La prouesse s’est déroulée à Lyon en septembre dernier. Une greffe de larynx a permis à une patiente de 49 ans de prononcer quelques mots, avec une voix faible pour le moment.
Nous en étions restés en 2010, avec la greffe de larynx réalisée sur une Californienne de 52 ans. Depuis, plusieurs autres greffes de cet organe ont eu lieu dans le monde, jusqu’à parvenir pour la première fois en France en septembre dernier. Karine, 49 ans, vient de bénéficier de cette prouesse réalisée à Lyon. « Cela me fait bizarre de parler à nouveau, mes filles ne m’avaient jamais entendue », confie-t-elle. La patiente respirait par une trachéotomie depuis une vingtaine d’années, sans possibilité de parler. Elle avait connu des complications liées à son intubation en réanimation après un arrêt cardiaque en 1996. Son larynx a commencé à se rétrécir (sténose du larynx) pour finir par totalement se détériorer au fil dans années.

# # # #

**Consignes:**
- A) Dites si chacune de ces affirmations concorde avec le texte sur la greffe de larynx, en répondant par oui ou non et en citant les mots du texte qui tranchent : (i) la greffe a eu lieu à Lyon en septembre ; (ii) la patiente respirait par une trachéotomie depuis une dizaine d'années ; (iii) la greffe de 2010 concernait une Californienne de 52 ans.
- B) Relevez tous les nombres écrits en chiffres dans le texte sur la greffe de larynx, sans répéter ceux qui reviennent.
- C) S'il vous plaît, expliquez en une à trois phrases, d'après le texte sur la greffe de larynx, pourquoi le larynx de Karine s'est détérioré.
Les entrées qui suivent proviennent d'une autre source.

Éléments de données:
# # # #

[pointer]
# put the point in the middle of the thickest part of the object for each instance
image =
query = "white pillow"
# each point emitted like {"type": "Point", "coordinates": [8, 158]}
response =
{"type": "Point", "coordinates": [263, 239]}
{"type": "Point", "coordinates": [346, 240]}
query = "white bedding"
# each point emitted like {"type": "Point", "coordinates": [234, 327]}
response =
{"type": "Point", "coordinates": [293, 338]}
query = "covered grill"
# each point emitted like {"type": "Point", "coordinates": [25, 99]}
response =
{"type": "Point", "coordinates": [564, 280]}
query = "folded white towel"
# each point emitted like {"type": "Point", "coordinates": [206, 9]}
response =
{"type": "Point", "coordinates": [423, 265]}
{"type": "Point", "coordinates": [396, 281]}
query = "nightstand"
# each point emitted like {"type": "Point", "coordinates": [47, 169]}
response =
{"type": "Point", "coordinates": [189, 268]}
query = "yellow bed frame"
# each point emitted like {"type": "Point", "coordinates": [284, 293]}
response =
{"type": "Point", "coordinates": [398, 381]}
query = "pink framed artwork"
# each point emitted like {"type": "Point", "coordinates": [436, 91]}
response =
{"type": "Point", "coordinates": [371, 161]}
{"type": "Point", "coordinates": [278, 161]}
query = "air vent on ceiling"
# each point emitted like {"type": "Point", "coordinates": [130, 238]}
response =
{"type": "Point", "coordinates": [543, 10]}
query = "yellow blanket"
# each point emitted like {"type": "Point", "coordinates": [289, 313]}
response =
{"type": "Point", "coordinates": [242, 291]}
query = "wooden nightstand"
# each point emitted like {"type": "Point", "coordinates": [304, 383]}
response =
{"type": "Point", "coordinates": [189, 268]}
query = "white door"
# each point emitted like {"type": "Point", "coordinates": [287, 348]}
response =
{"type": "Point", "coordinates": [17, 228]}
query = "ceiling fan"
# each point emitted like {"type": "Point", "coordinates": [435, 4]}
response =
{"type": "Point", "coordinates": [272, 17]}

# # # #

**Réponses numérotées:**
- A)
(i) Oui : « La prouesse s’est déroulée à Lyon en septembre dernier. »
(ii) Non : « La patiente respirait par une trachéotomie depuis une vingtaine d’années »
(iii) Oui : « avec la greffe de larynx réalisée sur une Californienne de 52 ans »

- B) 49, 2010, 52, 1996

- C) Karine avait connu des complications liées à son intubation en réanimation après un arrêt cardiaque en 1996. Son larynx a alors commencé à se rétrécir (sténose du larynx), puis a fini par se détériorer totalement au fil des années.